**Задания:**
1: Кем оказывается седьмой игрок под инициалами X. Y. Z. в отрывке о романах Жюля Верна?
2: Изложите отрывок о романах Жюля Верна в двух предложениях.
3: Перепечатайте из отрывка о романах Жюля Верна фрагмент, который открывается словами, содержащими «Само собой разумеется, X.», и завершается словами «в этой игре!».

**Исходный отрывок:**
※

Богатейший человек по имени Гиппербум, член чикагского Клуба чудаков, «ни разу в жизни не проявивший своего чудачества», желает прослыть чудаком хотя бы один раз, по случаю своей смерти. Он распорядился устроить свои похороны таким образом, чтобы они обернулись всенародным празднеством. Мало того, согласно завещанию, все его огромное состояние перейдет к тому, кто выиграет партию игры «Соединенные Штаты Америки»; участвуют в ней шесть игроков, те из граждан Чикаго, на которых пал жребий. В приписке к духовному завещанию предусматривается еще один, седьмой игрок, под инициалами X. Y. Z., который тоже примет участие в этой партии. Всякий раз после метания костей игрок отправляется в штат, который соответствует номеру указанной клетки. Таким образом партнеры по игре исколесят Соединенные Штаты вдоль и поперек. «Короче говоря, прочитав эту книгу, человек до тонкостей изучит США».
Идея была забавной, и книга писалась с хорошим настроением. Но замысел познакомить читателей с географией США, на мой взгляд, был чересчур сложным. Это утяжеляло рассказ и снижало комизм сюжета. Стремление быть точным на этот раз сильно повредило писателю, сковало его остроумие, растворившееся в двух частях романа. Описание похорон Гиппербума слишком затянуто, оно только выиграло бы, если бы уместилось в одной главе, а не в трех, что удлиняет экспозицию и мешает развитию действия. Забавные детали встречаются лишь изредка и не могут развеселить читателя.
Само собой разумеется, X. Y. Z. не кто иной, как сам Гиппербум, смерть его оказалась мнимой! Он-то и выиграет партию, и все, как положено, увенчается свадьбой двух молодых людей, принимавших участие в этой игре!
«Дорогой Жюль, Вы, надеюсь, понимаете, что я навсегда покончил с детьми, которые ищут своего отца, с отцами, разыскивающими своих детей, с женщинами, которые ищут детей и которые ищут мужей, — объясняет писатель Этцелю. — «Ориноко» — последний роман в этом жанре. Точно так же покончено и с «Робинзонами», за исключением тех двух томов, что я написал в продолжение «Швейцарского Робинзона», которые, мне думается, интереснее, чем роман Виса».
Любопытно, что Жюль Верн решил написать продолжение романа, слабость которого признавал таким косвенным образом. Со своей стороны он всегда избегал тяжеловесных уроков морали, загромождающих повествование швейцарского пастора, предпочитая дать возможность читателям извлечь таковые уроки из самого рассказа. Новая Швейцария, должно быть, наполняла его детские сны, и, как это часто случается, старея, писатель стремился возродить ощущения первых лет своей жизни.
Читая «Вторую родину», нельзя не почувствовать того удовольствия, с каким романист писал ее; книга читается легко, ибо в ней ощутимо авторское присутствие. Продолжение «Новой Швейцарии» отнюдь не монотонно, и в этом явная заслуга писателя.

※

**Записи набора данных:**
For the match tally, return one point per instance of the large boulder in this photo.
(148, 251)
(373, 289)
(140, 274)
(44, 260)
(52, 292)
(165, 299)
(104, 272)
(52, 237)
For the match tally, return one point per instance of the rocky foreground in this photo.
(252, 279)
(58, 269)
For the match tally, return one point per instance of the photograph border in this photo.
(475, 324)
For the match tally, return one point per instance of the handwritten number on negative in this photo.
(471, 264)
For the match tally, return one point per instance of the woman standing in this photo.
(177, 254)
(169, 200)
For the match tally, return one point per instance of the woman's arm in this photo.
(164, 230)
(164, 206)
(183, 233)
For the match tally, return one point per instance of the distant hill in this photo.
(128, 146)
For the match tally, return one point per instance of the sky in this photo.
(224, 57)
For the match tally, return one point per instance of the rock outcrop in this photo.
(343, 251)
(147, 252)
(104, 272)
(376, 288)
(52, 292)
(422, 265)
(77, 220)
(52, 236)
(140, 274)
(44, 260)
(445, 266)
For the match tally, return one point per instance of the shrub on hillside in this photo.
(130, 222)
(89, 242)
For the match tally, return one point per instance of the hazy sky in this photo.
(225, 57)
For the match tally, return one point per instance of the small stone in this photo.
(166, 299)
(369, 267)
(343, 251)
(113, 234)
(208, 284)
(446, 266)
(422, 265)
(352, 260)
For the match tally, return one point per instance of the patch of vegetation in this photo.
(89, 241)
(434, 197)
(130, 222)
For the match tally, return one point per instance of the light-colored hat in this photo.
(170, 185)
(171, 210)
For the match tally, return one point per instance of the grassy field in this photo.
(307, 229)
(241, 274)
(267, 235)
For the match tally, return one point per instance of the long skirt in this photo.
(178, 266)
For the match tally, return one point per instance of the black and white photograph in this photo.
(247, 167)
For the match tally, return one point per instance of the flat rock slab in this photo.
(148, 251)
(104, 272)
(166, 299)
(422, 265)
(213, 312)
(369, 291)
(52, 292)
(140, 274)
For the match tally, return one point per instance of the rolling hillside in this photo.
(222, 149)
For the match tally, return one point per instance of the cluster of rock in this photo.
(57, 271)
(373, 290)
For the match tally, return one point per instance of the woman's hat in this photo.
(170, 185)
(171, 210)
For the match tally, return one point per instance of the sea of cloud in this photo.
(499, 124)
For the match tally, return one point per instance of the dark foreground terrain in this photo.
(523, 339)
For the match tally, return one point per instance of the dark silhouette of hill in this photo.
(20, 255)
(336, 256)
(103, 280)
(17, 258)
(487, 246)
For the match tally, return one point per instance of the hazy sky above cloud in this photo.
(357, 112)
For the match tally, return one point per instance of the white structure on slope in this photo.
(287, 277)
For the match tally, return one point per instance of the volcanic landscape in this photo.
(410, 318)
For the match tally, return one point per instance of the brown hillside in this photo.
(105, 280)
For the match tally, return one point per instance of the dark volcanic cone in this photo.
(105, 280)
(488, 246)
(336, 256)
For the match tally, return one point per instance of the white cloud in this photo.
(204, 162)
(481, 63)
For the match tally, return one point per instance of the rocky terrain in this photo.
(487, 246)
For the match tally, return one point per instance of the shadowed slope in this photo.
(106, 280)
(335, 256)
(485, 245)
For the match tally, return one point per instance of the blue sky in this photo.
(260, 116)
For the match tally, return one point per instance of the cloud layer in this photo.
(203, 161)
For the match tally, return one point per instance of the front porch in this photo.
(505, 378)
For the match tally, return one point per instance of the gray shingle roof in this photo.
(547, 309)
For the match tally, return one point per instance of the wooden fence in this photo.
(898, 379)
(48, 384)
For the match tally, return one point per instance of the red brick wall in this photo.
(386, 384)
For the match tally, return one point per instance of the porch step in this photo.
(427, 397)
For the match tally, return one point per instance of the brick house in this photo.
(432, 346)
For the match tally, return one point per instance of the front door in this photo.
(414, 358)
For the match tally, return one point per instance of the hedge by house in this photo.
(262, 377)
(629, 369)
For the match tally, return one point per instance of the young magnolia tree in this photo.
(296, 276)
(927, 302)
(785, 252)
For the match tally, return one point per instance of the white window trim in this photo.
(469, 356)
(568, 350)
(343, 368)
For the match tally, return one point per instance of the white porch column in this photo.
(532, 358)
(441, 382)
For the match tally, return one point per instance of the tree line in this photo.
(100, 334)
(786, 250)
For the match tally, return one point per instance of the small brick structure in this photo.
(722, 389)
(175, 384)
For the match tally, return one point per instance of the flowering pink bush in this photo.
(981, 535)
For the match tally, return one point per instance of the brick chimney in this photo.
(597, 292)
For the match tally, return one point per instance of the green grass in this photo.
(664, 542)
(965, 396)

※

**Ответы к заданиям:**
1: Это сам Гиппербум, чья смерть оказалась мнимой.

2: По завещанию члена чикагского Клуба чудаков Гиппербума его состояние достанется победителю игры «Соединенные Штаты Америки», и ее участники колесят по штатам. Однако замысел познакомить читателей с географией США утяжелил рассказ и ослабил его комизм, а сам Жюль Верн писал Этцелю, что покончил с «Робинзонами», кроме продолжения «Швейцарского Робинзона», и «Вторая родина» читается легко и вовсе не монотонна.

3:
Само собой разумеется, X. Y. Z. не кто иной, как сам Гиппербум, смерть его оказалась мнимой! Он-то и выиграет партию, и все, как положено, увенчается свадьбой двух молодых людей, принимавших участие в этой игре!